— begin DOCUMENT TEXT —
Bankers should be given with names and extensions of specialists in order for them to receive product information when necessary (especially in times of negotiations with customers). Convenient access to specialists is essential if bankers are to make referrals or have their questions answered.

Documentation

Bankers should be familiar with the documents or contracts to be signed and the forms to be completed to guarantee smooth implementation. They should be ready to give details on any complex or unique agreements, such as the loan agreements.

Management should make sure that product information is channeled on an ongoing basis to line bankers in the field; it should encourage the stream of communication from the line to the specialists. The specialists have a great deal of information about the bank’s own products, and bankers who have day-to-day, in person interaction with clients often have a great deal of information about competitive products and market trends and demands. Due of their customer contact, bankers are often aware of market developments and competitive changes before specialists or management. It is important to bring up-to-date information to management and specialist in order for the bank not to lose its market share.

PROSPECTING

A prospect may be an existing client who is qualified for complementary or additional products, services, or credit, or a new entity, may it be a person or a company with the potential of becoming a new client.

Prospecting usually follows up after the sales planning phase, and it involves the process of actively searching out and developing new business sources.

One of the most important sales planning strategies is the development and organization of a practical prospect list. Bankers should identify their market area and determine the types of companies that make up their target market.

Once they identify their market, bankers should develop their prospect lists. These lists usually include information coming from the Bank’s market and research unit, present customers, published materials (trade magazines, reports, annual reports, and credit rating agencies), colleges, organizations, personal friends etc.

The prospect lists should be updated with deletions and additions when adjustments are made and should be presented with a personal input to each profile for identification reasons, examples for basic information include are: Name of a person, company or a business, relationship with the bank or with other banks, annual sales volume or yearly income, customer needs and contact dates (Richardson, 1992, pp.135-136).

Prospect ratio

Bankers need to set the numbers of prospects they should meet with, in order to attain their objectives so that they can schedule their sales activities. Richardson (1992) claims that “bankers should determine their own prospect ratio (hit ratio of numbers of prospects to be contacted to make a sale)” (p. 137). He argues that apart from the factors that influence the market, it is important for bankers to track the number of calls made to the number of sales made, in order to know their success average.
— end DOCUMENT TEXT —
**PROBLEM TO WORK ON**.
Write the next part of the text on bankers' sales planning and prospecting, continuing after its final sentence. The data comes from a separate, unrelated source.
— begin EXTRACTED MATERIAL —
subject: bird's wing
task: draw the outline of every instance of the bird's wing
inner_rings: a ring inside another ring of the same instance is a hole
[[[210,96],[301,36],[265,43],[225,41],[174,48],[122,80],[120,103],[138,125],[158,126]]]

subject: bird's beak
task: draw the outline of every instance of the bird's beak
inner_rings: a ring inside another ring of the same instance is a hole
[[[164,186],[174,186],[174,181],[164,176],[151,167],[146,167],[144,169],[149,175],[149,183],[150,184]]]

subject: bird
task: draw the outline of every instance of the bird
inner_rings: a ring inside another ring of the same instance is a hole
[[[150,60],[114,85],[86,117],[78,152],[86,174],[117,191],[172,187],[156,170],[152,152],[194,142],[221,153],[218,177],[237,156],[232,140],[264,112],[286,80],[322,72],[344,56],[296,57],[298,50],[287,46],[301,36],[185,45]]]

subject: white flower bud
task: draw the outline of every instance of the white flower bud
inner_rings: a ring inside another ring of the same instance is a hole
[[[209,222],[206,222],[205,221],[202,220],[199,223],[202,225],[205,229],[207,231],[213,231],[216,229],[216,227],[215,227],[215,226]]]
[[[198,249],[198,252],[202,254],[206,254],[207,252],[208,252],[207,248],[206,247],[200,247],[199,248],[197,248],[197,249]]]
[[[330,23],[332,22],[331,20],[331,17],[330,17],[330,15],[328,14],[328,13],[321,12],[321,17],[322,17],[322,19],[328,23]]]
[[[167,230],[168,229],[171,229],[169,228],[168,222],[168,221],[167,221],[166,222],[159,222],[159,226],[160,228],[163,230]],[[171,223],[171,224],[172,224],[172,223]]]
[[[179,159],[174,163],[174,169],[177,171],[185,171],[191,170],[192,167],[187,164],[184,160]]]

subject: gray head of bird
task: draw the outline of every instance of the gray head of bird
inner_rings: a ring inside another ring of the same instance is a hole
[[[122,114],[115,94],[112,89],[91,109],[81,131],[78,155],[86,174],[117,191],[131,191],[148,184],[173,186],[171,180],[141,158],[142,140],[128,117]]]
— end EXTRACTED MATERIAL —
— begin EXTRACTED MATERIAL —
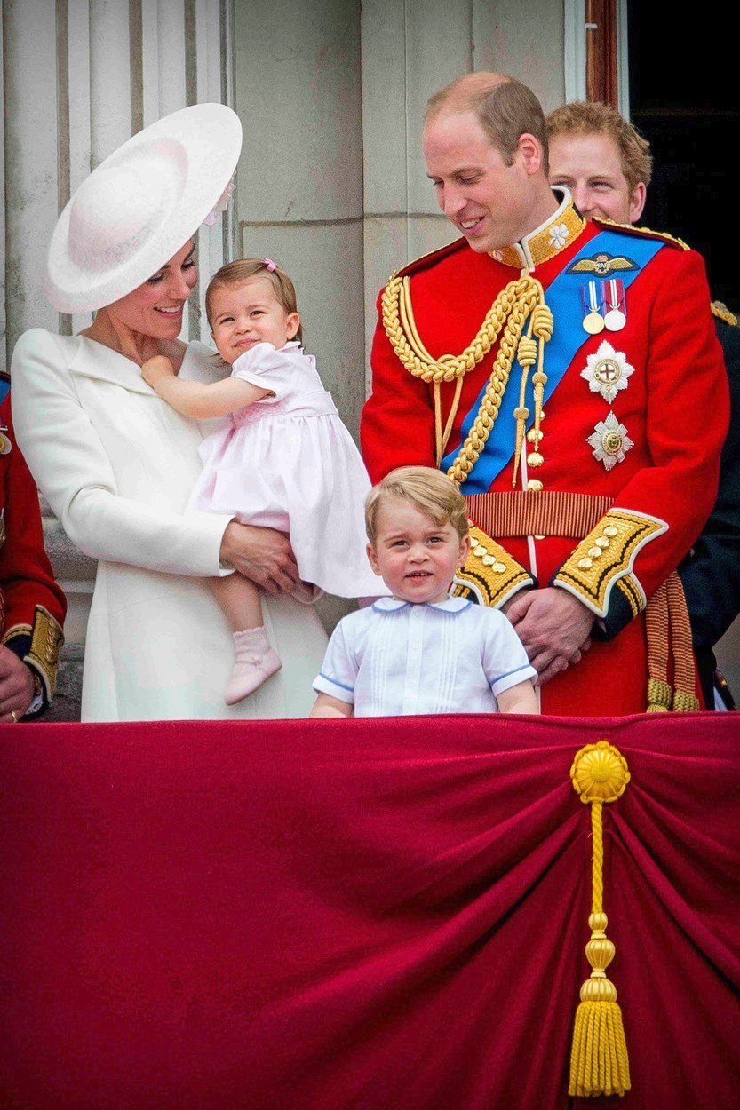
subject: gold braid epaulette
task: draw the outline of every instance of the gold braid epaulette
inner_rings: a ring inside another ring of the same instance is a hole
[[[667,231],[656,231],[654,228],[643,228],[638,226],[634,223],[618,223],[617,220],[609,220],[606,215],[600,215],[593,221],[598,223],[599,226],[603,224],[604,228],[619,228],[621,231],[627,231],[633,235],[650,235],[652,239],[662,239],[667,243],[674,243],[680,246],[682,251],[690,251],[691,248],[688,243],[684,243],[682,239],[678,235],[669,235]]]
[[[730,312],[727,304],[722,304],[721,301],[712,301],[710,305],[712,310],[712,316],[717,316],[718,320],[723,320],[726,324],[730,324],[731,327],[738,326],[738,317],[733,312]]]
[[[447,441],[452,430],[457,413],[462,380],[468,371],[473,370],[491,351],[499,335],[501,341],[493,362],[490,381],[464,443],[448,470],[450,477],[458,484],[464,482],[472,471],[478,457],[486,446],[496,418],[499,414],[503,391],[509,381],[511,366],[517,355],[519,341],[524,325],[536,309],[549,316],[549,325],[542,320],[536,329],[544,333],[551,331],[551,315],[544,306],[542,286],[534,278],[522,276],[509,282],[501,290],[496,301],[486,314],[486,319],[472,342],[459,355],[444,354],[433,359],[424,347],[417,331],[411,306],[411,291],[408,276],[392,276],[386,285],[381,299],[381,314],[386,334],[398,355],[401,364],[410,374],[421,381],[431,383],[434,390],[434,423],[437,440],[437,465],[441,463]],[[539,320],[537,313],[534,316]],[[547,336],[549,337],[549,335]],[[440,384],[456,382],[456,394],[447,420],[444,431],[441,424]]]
— end EXTRACTED MATERIAL —
**EXPECTED ANSWER**.
A few examples of prospect ratios could be: The amount of money to be achieved from new clients over a period of time, the amount of prospects to be approached or called to in order get an appointment for a sales interview, or the amount of meetings needed to be conducted in order to produce a new customer (Richardson, 1992, pp.137-138).

Appointment calls

It is preferable that bankers organize their appointments in advance. This is mostly suitable with corporate customers; with small neighborhood businesses or with personal banking customers it may possibly be more acceptable to make cold calls (a call without an appointment).

The telephone is an efficient tool for arranging appointments. When calling for an appointment, bankers should try, in most circumstances, to avoid the temptation to sell over the phone with new customers.

To maximize the benefits of the telephone, bankers should appreciate its strengths as well as its limitations. As one of its major strengths the telephone is a very useful time saver for arranging to meet with prospects. Bankers should also identify the limitations of the telephone and limit their conversations to the kind of information included in the opening of their sales calls, in which they sell the appointment, and not the product.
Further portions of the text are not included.